● Prompt
A single stretch of the material below is to be transcribed exactly, starting at the line with "Target: man's face" and ending after the line with "Target: white flower in vase".

● Data for this exercise

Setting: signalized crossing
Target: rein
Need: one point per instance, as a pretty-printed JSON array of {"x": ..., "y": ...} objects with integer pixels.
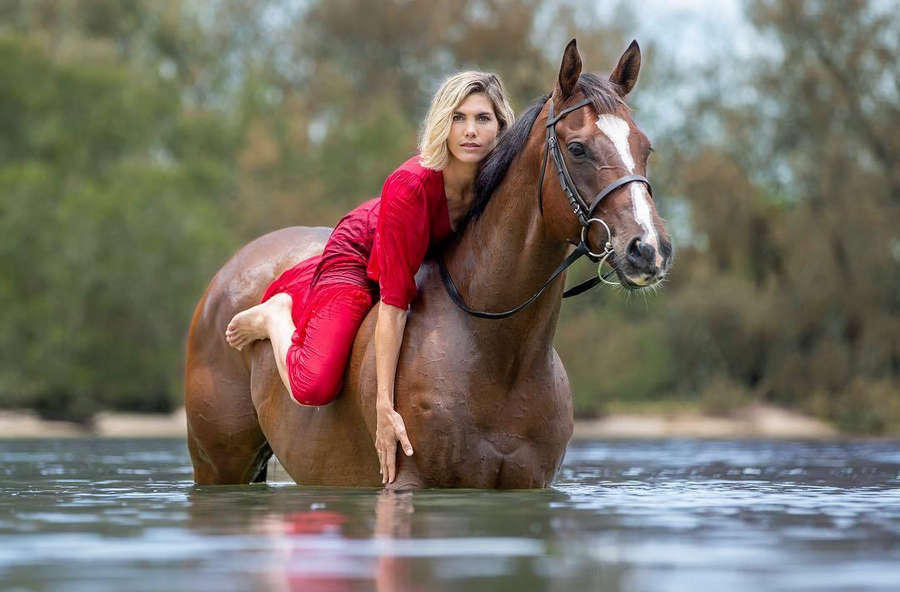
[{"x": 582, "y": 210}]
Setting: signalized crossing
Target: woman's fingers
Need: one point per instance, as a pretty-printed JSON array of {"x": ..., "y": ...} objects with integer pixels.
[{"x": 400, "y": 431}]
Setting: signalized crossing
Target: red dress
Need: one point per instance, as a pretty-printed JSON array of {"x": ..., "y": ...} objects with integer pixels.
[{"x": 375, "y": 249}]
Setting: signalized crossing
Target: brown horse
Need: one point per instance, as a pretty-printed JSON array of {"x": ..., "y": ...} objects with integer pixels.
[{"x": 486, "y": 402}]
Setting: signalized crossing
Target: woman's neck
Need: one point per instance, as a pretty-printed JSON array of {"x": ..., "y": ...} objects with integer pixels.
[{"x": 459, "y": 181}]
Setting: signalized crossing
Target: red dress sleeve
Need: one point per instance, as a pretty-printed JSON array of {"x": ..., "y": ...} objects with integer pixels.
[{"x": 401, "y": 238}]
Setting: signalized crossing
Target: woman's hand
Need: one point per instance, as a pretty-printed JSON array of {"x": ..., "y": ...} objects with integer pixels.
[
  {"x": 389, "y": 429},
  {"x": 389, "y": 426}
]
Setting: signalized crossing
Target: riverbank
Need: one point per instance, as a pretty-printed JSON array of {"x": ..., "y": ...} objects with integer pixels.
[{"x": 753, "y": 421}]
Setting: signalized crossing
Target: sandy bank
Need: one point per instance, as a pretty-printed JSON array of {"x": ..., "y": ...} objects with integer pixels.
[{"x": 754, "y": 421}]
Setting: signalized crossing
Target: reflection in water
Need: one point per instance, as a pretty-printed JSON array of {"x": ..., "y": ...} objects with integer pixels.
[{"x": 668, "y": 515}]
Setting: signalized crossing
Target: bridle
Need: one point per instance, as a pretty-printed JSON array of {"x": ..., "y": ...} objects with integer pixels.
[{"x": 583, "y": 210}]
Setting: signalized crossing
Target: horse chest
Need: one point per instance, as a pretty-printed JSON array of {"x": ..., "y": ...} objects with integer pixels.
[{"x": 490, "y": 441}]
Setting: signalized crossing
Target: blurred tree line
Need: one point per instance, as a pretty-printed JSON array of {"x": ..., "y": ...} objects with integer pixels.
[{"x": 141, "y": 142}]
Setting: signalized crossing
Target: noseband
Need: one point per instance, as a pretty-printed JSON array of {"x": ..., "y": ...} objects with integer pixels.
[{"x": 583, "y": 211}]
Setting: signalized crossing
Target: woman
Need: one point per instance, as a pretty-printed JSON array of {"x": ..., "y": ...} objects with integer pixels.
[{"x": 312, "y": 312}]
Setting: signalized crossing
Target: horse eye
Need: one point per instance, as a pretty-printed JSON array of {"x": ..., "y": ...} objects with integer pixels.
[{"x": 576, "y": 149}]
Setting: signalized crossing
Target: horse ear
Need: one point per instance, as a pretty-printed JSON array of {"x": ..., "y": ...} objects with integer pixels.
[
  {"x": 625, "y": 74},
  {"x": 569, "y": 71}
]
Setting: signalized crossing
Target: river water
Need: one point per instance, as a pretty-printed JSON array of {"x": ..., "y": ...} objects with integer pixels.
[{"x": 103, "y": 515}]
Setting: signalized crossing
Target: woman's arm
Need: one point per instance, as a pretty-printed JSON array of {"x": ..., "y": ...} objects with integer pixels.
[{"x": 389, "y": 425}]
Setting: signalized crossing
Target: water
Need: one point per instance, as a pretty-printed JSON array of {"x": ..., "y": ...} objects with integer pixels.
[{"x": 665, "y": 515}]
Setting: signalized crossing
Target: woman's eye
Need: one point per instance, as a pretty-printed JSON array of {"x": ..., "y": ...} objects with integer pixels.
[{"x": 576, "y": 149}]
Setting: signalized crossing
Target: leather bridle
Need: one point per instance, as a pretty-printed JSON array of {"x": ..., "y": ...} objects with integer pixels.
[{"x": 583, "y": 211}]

* * *

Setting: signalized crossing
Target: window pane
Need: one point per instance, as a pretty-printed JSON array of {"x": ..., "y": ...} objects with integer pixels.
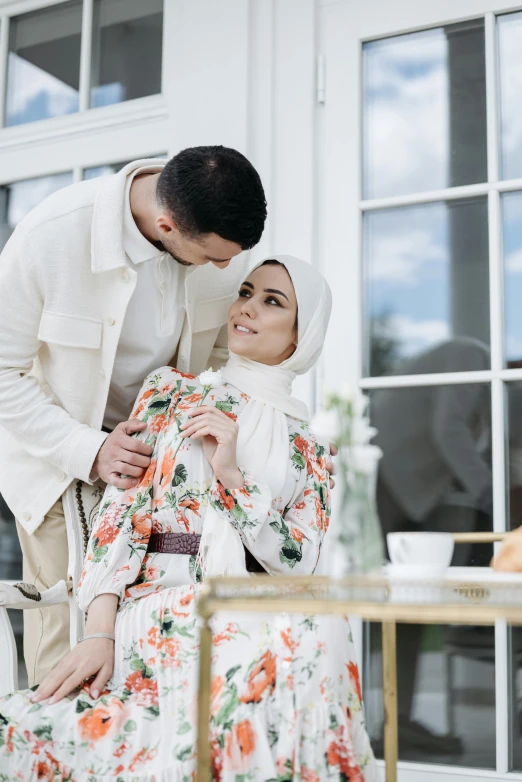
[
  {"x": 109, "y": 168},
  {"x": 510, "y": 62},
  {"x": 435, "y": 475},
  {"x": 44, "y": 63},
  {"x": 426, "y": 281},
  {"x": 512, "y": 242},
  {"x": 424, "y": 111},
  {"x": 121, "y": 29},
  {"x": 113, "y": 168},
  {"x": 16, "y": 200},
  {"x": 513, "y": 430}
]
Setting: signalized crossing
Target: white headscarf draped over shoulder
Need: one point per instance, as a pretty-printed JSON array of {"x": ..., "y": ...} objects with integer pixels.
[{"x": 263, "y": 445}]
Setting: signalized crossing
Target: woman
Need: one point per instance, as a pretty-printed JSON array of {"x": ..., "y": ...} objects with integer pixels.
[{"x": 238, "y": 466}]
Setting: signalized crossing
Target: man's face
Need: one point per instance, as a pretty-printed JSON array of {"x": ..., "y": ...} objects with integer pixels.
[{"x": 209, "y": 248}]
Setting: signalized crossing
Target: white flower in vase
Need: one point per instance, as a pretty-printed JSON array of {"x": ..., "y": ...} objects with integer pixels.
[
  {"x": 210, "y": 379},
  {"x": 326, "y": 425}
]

● Task result
Target: man's face
Need: one point per instance, as a pretty-printed JSON array of {"x": ..., "y": ...} objects with integer pixels.
[{"x": 209, "y": 248}]
Setting: signalized crossing
Target: white flower in vase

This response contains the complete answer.